STATED EXERCISE: Copy out, word for word, the part of the records that begins with the line containing "Where can the blue patterned" and runs through the end of the records, including both of those lines.

RAW RECORDS:
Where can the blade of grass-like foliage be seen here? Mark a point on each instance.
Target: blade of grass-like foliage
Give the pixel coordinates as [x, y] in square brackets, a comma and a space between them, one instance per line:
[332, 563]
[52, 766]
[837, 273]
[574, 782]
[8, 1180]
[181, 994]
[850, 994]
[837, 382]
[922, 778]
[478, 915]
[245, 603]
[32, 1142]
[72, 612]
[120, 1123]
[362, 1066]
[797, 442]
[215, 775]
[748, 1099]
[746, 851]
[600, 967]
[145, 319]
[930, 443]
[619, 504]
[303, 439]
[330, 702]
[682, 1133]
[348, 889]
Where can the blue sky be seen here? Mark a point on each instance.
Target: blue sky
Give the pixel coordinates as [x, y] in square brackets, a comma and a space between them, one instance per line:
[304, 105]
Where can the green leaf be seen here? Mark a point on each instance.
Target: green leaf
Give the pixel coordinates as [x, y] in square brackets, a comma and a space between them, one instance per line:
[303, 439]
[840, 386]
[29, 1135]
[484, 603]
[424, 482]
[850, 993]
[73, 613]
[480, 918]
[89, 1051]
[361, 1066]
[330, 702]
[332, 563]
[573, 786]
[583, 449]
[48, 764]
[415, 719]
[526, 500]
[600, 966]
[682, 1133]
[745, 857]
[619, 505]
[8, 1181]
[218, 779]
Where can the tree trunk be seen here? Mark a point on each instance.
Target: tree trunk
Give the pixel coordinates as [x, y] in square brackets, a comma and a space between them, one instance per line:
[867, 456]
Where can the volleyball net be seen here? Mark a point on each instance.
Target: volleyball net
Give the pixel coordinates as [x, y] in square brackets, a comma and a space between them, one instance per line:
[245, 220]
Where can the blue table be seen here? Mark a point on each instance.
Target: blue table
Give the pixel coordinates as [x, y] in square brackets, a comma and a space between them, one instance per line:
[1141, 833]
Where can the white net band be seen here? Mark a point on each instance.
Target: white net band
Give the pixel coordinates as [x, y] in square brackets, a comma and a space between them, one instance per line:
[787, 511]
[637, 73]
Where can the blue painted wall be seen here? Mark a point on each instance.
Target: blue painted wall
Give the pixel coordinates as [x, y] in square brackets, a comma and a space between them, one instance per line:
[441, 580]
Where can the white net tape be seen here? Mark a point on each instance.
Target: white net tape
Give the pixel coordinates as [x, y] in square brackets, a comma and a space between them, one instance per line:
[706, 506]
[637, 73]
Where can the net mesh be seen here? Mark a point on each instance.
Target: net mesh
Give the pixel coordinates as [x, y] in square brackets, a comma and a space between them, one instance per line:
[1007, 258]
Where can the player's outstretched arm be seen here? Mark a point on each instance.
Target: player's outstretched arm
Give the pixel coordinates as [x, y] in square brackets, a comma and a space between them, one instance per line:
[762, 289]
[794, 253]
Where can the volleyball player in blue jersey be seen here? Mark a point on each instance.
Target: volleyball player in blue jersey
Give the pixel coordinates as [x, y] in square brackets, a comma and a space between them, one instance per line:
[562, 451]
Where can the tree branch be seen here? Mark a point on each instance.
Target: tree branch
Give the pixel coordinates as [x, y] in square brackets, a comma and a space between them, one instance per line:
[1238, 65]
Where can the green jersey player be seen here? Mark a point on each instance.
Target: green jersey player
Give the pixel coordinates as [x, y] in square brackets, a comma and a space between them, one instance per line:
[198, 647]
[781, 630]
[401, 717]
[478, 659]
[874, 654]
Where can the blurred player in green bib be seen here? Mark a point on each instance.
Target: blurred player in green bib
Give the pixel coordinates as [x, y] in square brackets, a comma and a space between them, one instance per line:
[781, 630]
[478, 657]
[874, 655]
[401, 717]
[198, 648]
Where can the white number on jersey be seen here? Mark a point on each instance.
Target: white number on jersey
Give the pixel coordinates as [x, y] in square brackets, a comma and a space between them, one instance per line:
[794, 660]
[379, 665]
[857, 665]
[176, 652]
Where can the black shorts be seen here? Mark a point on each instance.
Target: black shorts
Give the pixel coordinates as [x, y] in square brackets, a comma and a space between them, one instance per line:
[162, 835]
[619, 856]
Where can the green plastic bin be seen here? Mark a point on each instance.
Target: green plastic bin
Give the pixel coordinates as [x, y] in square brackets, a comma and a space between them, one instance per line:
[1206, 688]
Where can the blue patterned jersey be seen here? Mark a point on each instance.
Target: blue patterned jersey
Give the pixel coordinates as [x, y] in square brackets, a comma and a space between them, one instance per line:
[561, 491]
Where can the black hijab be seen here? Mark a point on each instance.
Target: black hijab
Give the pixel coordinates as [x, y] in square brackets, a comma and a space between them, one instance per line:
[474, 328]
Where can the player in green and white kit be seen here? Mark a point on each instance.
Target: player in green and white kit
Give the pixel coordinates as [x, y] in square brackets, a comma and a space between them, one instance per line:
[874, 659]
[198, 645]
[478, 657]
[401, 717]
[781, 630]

RESPONSE TO THIS TASK:
Where can the blue patterned jersey be seen here? Mark a point on each instance.
Target: blue patterned jersey
Give the pixel coordinates as [x, y] in square brackets, a comma and a space between them, one instance per line:
[561, 491]
Where can the black hijab be seen here? Mark a point on each instance.
Target: black hijab
Give the pixel coordinates as [x, y] in square brackets, a comma and a space between them, one instance per line:
[474, 328]
Where can the player in green and white kit be seen here? Mark a point on each instance.
Target: player in green and white kit
Give the pixel coordinates as [x, y] in square brackets, a comma and a space between them, one instance per line:
[874, 659]
[198, 645]
[478, 657]
[401, 717]
[781, 630]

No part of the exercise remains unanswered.